HOW TO COMPLETE THIS TASK: Search the records below for the line containing "box: [140, 112, 234, 164]". Output that line and all later lines exactly; output nothing else.

►

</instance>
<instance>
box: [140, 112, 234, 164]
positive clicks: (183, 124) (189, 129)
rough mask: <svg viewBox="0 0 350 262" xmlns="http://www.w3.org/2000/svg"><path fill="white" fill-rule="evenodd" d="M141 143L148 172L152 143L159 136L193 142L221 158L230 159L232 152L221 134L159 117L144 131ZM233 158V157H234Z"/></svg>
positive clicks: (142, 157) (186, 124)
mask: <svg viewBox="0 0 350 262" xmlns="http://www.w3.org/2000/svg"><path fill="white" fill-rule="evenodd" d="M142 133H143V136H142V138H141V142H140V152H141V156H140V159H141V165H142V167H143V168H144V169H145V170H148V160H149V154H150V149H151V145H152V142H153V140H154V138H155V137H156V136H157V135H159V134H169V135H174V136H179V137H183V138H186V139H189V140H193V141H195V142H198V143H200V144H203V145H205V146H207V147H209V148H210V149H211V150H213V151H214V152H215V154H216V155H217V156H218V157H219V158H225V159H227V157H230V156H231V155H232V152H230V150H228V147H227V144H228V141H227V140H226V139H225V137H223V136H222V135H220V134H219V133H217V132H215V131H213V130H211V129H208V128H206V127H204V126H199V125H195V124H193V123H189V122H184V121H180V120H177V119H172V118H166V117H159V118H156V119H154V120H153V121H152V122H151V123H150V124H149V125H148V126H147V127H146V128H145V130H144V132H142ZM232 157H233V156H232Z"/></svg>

◄

SOLUTION TO THIS TASK:
box: [140, 112, 234, 164]
positive clicks: (183, 124) (189, 129)
rough mask: <svg viewBox="0 0 350 262" xmlns="http://www.w3.org/2000/svg"><path fill="white" fill-rule="evenodd" d="M141 143L148 172L152 143L159 136L193 142L221 158L230 159L232 152L221 134L159 117L144 131ZM233 158V157H234Z"/></svg>
positive clicks: (142, 157) (186, 124)
mask: <svg viewBox="0 0 350 262" xmlns="http://www.w3.org/2000/svg"><path fill="white" fill-rule="evenodd" d="M142 133H143V136H142V138H141V142H140V152H141V156H140V159H141V165H142V167H143V168H144V169H145V170H148V160H149V154H150V149H151V145H152V142H153V140H154V138H155V137H156V136H157V135H159V134H169V135H174V136H179V137H183V138H186V139H189V140H193V141H195V142H198V143H200V144H203V145H205V146H207V147H209V148H210V149H211V150H213V151H214V152H215V154H216V155H217V156H218V157H219V158H225V159H227V157H230V156H231V155H232V152H230V150H228V147H227V144H228V141H227V140H226V139H225V137H223V136H222V135H220V134H219V133H217V132H215V131H213V130H211V129H208V128H206V127H204V126H199V125H195V124H193V123H189V122H184V121H180V120H177V119H172V118H166V117H159V118H156V119H154V120H153V121H152V122H151V123H150V124H149V125H148V126H147V127H146V128H145V130H144V132H142ZM232 157H233V156H232Z"/></svg>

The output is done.